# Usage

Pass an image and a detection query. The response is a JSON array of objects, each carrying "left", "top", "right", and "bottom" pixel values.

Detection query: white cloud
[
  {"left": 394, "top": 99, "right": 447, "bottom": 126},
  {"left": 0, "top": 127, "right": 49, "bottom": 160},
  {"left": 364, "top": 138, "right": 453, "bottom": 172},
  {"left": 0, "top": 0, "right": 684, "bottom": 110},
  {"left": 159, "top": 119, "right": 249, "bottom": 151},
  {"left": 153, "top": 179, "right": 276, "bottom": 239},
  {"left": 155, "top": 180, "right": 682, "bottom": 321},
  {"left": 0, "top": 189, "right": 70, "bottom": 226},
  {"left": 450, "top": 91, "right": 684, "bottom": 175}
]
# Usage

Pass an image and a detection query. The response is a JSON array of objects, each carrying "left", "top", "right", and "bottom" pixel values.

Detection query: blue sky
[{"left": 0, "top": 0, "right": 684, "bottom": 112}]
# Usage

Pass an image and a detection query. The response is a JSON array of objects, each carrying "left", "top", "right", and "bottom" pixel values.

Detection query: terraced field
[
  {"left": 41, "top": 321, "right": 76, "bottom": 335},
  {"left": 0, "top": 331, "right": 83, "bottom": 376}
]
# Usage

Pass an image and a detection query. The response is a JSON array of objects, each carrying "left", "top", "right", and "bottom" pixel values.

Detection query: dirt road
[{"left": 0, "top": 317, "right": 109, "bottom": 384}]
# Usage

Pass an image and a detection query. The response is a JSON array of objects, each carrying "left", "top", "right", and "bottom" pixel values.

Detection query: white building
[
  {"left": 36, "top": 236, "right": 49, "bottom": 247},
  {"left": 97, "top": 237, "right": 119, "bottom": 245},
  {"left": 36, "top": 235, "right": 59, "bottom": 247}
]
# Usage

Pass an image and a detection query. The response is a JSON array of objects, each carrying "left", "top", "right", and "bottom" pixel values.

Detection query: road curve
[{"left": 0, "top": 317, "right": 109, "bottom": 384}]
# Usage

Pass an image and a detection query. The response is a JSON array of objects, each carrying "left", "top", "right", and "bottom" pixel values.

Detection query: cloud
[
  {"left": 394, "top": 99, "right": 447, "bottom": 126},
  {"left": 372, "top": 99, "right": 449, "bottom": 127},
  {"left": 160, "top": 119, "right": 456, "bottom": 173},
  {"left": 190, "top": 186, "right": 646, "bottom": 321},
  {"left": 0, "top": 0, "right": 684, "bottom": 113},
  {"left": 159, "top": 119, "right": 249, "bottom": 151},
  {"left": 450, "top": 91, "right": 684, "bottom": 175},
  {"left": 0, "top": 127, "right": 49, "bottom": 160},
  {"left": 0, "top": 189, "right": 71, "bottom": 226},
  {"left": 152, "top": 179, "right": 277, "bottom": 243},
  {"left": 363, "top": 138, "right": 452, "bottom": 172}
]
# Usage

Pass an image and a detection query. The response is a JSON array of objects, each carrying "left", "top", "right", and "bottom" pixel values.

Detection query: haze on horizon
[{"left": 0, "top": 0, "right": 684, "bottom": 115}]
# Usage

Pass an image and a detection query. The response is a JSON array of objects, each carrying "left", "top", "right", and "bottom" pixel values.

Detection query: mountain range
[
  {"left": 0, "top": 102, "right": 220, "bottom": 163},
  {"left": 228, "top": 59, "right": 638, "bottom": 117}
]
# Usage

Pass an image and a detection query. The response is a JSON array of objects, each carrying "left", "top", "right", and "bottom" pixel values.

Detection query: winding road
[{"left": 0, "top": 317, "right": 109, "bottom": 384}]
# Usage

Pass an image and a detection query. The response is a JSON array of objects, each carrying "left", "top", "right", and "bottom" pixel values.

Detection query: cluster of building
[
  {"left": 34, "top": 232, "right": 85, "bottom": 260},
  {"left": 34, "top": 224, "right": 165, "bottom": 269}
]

▬▬▬▬▬▬

= YOUR INSTRUCTIONS =
Return every line of the records above that contains the string "road", with case counting.

= REPLY =
Detection query: dirt road
Detection query: road curve
Detection query: winding road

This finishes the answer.